Your task is to extract every line from the material below exactly.

-- START Dataset extract --

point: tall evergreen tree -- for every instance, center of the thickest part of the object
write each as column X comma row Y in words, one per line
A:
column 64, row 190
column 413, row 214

-- END Dataset extract --

#### Task response:
point: tall evergreen tree -- for every instance, center of the thickest part of the object
write each as column X comma row Y in words, one per line
A:
column 64, row 190
column 413, row 214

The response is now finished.